> The problem: Pull these lines from the listing unchanged, starting at the line that has "the flower center" and stopping after the line that has "[13,0,318,263]".

> Entries:
○ ○ ○ ○

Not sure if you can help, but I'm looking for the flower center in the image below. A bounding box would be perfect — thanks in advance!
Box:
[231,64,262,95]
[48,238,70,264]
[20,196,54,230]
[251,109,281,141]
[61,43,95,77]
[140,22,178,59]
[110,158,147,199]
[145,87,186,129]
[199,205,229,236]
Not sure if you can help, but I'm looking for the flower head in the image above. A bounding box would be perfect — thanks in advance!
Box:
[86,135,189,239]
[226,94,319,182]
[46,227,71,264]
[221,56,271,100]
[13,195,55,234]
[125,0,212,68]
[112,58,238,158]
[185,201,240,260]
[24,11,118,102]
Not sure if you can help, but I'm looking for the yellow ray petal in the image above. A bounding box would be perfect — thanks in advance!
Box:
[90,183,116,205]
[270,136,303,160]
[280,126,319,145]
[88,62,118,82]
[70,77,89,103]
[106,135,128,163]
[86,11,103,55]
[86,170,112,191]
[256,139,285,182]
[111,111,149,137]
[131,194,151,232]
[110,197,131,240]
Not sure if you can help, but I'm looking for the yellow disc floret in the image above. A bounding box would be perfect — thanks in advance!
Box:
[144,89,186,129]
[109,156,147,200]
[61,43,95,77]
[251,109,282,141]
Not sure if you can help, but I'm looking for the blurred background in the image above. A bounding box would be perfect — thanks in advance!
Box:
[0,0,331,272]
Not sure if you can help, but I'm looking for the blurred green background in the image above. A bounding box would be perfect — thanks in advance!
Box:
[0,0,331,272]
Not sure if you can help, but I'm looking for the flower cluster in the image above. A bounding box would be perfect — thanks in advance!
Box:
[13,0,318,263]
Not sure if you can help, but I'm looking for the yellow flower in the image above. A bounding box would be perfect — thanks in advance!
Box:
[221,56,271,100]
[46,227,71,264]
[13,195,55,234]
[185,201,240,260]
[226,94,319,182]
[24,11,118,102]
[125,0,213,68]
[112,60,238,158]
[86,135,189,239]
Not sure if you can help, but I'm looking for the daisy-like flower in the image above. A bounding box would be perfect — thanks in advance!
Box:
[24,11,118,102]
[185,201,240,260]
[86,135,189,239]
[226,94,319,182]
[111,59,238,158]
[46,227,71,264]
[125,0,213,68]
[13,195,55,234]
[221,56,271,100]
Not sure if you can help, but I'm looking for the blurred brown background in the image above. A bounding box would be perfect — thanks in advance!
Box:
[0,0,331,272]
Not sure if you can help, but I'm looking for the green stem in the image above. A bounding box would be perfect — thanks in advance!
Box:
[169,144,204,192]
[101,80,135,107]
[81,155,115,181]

○ ○ ○ ○

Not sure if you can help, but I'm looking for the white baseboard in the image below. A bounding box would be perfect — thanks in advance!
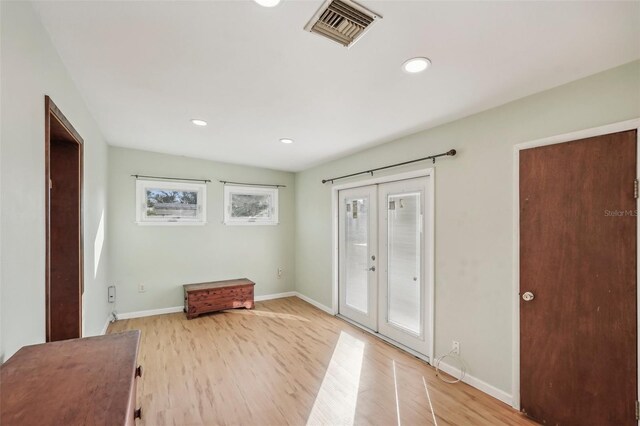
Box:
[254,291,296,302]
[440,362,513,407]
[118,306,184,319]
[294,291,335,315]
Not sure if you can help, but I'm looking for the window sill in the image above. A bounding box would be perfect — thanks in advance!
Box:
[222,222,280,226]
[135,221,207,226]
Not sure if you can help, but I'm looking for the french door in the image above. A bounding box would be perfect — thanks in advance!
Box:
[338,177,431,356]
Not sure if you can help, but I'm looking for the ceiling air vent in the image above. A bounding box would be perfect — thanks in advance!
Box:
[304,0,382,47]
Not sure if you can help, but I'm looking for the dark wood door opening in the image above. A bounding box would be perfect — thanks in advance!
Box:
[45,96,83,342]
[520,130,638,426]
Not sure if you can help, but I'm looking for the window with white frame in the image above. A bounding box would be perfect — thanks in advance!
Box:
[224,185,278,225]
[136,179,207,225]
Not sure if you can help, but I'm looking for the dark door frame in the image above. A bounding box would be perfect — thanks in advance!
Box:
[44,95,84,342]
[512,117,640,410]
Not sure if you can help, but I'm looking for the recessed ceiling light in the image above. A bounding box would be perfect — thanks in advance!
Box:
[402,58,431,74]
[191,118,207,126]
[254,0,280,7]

○ ○ ○ ○

> Solution to this problem:
Not sure if you can help, but I'm looking for the flower center in the image below. A bounding box would be perfect — thanks in advance!
Box:
[231,64,262,95]
[48,238,70,264]
[20,196,54,230]
[251,109,281,141]
[61,43,95,77]
[140,22,178,59]
[110,158,147,199]
[145,87,186,129]
[199,205,229,236]
Not sure if you can help, but I'm looking for the flower head in the image above. A bounding box would be perfect — thanks in advance!
Box:
[86,135,189,239]
[226,94,319,182]
[46,227,71,264]
[221,56,271,100]
[13,195,55,234]
[125,0,212,68]
[112,58,238,158]
[185,201,240,260]
[24,11,118,102]
Not sure if you can help, but I'm looking for the yellow ray petal in the image above. A bounding box would be perfect — thanks in advance!
Box:
[90,183,116,205]
[270,136,303,160]
[280,126,319,145]
[88,62,118,82]
[70,77,89,103]
[106,135,128,163]
[86,11,103,55]
[86,170,112,191]
[256,139,285,182]
[111,111,149,137]
[131,194,151,232]
[110,197,131,240]
Not sure if you can help, but I'm looking for the yellow disc floret in the image above. A bounding box would be perfect — thanks in advance!
Box:
[144,89,186,129]
[109,156,147,200]
[61,43,95,77]
[251,109,282,141]
Not sure if you can help, but I'm looking for the blurred background in the image above. A bounding box would be perfect — thanks in advance!
Box:
[0,0,331,272]
Not sure if you can help, but I'm looking for the blurred green background in the image above. A bounding box would be perfect — thanks in advance!
Box:
[0,0,331,272]
Not sure if you can help, but I'm looking for the flower cluster in the image above. A bounding box would be perfect — thanks in advance!
Box:
[13,0,318,263]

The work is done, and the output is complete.